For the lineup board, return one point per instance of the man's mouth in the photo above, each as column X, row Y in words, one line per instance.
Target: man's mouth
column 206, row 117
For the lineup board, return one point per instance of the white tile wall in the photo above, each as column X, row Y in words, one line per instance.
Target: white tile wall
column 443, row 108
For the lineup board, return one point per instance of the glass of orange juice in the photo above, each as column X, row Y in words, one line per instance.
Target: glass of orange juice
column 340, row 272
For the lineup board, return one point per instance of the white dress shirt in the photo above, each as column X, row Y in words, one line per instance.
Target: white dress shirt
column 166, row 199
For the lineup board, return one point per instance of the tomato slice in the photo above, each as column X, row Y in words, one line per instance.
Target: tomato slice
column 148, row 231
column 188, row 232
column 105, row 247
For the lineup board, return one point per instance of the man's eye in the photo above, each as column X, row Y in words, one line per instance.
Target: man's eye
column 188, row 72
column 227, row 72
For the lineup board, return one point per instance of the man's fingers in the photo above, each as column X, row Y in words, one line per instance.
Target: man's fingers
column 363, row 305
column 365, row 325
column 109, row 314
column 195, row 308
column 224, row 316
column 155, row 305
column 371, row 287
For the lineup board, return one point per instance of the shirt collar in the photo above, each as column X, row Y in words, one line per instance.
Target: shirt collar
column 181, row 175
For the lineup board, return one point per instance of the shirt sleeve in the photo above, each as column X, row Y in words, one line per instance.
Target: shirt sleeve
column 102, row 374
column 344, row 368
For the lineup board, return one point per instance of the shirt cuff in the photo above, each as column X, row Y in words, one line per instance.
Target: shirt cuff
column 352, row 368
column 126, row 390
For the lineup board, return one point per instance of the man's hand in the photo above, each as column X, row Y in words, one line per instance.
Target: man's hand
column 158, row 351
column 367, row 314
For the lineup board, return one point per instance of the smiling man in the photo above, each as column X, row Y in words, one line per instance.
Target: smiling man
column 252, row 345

INSTRUCTIONS FOR THE TASK.
Put every line of the items above into a JSON list of strings, one string per line, and leave out any blank lines.

TASK ANSWER.
[
  "For the lineup board, return one point per instance of the man's mouth in the photo above, each as column X, row Y in words, one line per instance.",
  "Target: man's mouth",
  "column 206, row 117",
  "For the lineup board, return one point per instance of the white tile wall in the photo above, each as column X, row Y in words, one line per instance.",
  "Target: white tile wall",
  "column 443, row 108",
  "For the lineup board, return one point per instance of the glass of orange juice in the photo above, each as column X, row Y in words, one line per instance.",
  "Target: glass of orange juice",
  "column 340, row 272",
  "For the lineup board, return one point per instance of the white dress shirt in the photo above, each as column X, row Y in words, one line per instance.",
  "Target: white dress shirt",
  "column 166, row 199",
  "For the lineup board, return one point per instance of the tomato slice in the photo above, each as column X, row Y in words, one line per instance.",
  "Target: tomato slice",
  "column 148, row 231",
  "column 188, row 232",
  "column 105, row 247",
  "For the lineup board, return one point per instance of the man's eye in the photo above, each as column X, row Y in words, one line per instance.",
  "Target: man's eye",
  "column 188, row 72",
  "column 227, row 72",
  "For the lineup board, return one point per instance of the man's fingers in the photo above, each as column X, row Y in words, one line per instance.",
  "Target: man's fingers",
  "column 363, row 305",
  "column 365, row 325",
  "column 109, row 314",
  "column 195, row 308",
  "column 224, row 316",
  "column 155, row 305",
  "column 371, row 287",
  "For the lineup board, return one point per instance of the shirt collar in the photo above, each as column X, row Y in words, one line per instance.",
  "Target: shirt collar",
  "column 181, row 175",
  "For the lineup board, return one point per instance of the shirt sleeve in the photo above, each as column X, row Y in words, one line per instance.",
  "Target: shirt sleeve",
  "column 102, row 374",
  "column 344, row 368",
  "For the lineup board, return one point per instance of the shirt cuff in the photo above, each as column X, row Y in words, one line per instance.",
  "Target: shirt cuff",
  "column 352, row 368",
  "column 126, row 390",
  "For the lineup board, return one point per instance of the man's hand in the photo above, each as column X, row Y in words, one line per instance.",
  "Target: man's hand",
  "column 158, row 351",
  "column 367, row 314",
  "For the lineup board, return one point per instance of the smiling man in the photo above, each as column X, row Y in words, one line per instance.",
  "Target: smiling man",
  "column 252, row 345"
]